======== Data rows ========

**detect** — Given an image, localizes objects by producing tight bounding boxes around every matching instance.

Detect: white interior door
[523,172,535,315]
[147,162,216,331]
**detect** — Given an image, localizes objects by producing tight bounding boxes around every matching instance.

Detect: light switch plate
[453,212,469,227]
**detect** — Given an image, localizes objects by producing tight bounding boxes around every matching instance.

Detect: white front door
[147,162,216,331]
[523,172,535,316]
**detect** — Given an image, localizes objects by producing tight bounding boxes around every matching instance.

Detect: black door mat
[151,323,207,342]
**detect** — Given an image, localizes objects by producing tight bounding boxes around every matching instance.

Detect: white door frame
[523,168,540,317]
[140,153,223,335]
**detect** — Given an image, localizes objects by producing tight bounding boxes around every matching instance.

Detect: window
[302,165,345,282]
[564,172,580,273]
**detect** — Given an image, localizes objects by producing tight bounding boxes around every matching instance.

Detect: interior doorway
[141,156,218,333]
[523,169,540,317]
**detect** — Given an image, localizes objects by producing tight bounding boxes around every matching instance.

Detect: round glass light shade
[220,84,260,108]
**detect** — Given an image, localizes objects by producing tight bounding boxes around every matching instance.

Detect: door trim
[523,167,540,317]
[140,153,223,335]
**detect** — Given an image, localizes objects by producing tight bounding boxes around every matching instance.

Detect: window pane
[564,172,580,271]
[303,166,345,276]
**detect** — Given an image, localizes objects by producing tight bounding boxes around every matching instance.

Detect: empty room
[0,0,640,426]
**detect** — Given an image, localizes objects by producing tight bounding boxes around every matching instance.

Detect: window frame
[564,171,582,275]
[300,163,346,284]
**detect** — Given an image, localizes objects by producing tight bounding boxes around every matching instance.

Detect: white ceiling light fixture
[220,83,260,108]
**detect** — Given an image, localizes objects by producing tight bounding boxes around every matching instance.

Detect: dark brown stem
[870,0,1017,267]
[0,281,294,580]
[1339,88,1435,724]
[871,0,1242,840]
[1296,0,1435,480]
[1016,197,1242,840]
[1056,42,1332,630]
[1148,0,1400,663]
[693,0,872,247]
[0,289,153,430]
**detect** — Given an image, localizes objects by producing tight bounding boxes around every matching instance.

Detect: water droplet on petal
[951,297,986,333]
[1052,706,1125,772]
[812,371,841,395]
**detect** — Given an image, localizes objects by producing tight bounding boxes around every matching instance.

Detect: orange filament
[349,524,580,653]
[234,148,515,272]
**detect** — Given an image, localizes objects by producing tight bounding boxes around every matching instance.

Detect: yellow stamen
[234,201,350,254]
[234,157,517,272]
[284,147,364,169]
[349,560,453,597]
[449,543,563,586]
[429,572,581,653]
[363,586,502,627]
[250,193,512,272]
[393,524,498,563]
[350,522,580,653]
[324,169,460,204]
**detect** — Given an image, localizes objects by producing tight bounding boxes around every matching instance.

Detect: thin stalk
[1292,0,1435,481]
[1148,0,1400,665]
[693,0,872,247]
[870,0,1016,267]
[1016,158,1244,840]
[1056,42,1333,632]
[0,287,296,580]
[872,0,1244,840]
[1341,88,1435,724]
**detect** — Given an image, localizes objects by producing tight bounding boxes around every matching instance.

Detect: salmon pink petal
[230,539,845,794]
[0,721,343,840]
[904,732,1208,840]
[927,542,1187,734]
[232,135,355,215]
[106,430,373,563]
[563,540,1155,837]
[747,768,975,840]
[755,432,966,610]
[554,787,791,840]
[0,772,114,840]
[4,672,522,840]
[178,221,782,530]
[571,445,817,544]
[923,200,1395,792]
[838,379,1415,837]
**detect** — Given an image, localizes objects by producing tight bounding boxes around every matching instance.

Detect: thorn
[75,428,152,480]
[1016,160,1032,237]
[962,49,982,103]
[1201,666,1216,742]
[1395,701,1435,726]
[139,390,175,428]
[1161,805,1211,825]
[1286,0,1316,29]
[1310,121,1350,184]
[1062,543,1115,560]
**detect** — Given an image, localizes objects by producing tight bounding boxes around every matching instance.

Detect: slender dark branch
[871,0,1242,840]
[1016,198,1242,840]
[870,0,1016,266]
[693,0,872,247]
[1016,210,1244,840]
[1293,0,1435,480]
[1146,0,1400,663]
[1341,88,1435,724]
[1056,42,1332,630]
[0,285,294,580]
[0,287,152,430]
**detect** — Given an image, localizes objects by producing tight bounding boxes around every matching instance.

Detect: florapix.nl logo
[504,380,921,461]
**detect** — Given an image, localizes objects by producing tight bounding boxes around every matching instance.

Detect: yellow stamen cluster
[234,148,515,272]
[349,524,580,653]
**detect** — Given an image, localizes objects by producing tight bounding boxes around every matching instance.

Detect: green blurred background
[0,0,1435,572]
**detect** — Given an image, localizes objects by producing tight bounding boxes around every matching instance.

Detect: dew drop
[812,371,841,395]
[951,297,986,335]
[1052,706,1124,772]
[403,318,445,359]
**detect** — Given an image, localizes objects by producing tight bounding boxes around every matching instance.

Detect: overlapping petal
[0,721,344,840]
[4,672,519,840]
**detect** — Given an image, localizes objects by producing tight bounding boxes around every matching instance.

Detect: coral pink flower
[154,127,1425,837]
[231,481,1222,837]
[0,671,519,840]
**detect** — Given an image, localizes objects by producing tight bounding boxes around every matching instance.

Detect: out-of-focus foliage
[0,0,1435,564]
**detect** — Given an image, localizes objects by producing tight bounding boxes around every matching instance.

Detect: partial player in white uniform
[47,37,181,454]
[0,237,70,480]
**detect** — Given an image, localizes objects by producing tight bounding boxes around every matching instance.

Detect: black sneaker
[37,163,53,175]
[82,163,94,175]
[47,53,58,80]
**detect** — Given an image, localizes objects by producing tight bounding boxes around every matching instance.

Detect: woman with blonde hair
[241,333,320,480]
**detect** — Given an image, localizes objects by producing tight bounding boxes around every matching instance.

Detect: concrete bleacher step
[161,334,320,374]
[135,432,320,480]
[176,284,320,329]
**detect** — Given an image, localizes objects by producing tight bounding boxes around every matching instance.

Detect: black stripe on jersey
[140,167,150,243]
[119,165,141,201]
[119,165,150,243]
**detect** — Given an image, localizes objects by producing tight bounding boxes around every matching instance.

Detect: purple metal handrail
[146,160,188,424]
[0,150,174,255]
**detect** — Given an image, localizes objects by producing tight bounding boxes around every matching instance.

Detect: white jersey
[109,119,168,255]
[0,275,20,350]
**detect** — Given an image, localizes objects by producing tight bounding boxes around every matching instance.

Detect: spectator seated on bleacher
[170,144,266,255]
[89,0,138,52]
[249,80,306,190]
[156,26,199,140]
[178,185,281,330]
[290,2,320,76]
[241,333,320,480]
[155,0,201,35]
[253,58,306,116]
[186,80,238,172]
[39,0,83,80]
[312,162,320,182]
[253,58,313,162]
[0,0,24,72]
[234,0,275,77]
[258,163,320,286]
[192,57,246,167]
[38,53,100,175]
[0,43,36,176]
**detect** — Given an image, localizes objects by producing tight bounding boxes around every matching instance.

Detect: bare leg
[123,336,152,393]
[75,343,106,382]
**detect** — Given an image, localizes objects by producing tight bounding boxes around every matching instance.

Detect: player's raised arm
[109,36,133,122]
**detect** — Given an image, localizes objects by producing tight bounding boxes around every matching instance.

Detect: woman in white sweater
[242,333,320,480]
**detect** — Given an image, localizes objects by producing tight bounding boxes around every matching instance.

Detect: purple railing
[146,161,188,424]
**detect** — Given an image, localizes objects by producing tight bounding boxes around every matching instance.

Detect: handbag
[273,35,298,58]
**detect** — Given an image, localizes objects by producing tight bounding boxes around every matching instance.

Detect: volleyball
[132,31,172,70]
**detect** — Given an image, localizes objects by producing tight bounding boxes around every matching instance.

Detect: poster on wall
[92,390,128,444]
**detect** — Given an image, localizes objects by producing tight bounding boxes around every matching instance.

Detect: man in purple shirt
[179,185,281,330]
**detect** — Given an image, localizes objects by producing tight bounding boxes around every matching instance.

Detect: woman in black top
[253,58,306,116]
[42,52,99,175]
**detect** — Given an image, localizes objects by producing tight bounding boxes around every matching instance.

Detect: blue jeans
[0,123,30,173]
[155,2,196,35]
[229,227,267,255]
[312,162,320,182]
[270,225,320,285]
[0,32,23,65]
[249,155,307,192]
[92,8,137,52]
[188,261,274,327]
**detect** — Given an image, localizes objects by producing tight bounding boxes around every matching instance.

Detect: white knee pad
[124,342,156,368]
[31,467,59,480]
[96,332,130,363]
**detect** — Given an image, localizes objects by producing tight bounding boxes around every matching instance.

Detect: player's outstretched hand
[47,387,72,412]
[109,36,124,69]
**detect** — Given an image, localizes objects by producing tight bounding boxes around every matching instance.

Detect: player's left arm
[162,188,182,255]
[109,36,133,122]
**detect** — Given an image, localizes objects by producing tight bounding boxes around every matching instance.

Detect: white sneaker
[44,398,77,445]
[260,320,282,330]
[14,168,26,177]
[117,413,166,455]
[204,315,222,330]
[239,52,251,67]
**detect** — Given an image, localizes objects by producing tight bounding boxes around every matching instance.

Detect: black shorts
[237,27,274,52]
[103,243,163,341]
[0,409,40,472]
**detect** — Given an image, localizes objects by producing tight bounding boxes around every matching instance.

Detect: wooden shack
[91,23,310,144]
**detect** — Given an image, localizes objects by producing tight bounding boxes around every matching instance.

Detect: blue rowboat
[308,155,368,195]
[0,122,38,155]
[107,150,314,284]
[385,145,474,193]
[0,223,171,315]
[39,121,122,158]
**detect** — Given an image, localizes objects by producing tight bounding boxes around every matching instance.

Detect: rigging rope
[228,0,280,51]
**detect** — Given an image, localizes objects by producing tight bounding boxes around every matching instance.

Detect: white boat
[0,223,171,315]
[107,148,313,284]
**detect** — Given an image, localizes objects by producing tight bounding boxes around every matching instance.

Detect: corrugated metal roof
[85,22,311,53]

========

→ **Task goal**
Output the lines as a JSON list of strings, one string per line, skipping blank lines. Begin at the first line of the material and stop after the line that contains "[453,212,469,227]".

→ **Finished answer**
[
  "**detect** — Given an image, localizes objects by producing tight bounding boxes around every matching instance.",
  "Detect: white interior door",
  "[523,172,535,315]",
  "[147,162,216,331]",
  "**detect** — Given an image, localizes objects by producing tight bounding boxes around every matching instance.",
  "Detect: light switch plate",
  "[453,212,469,227]"
]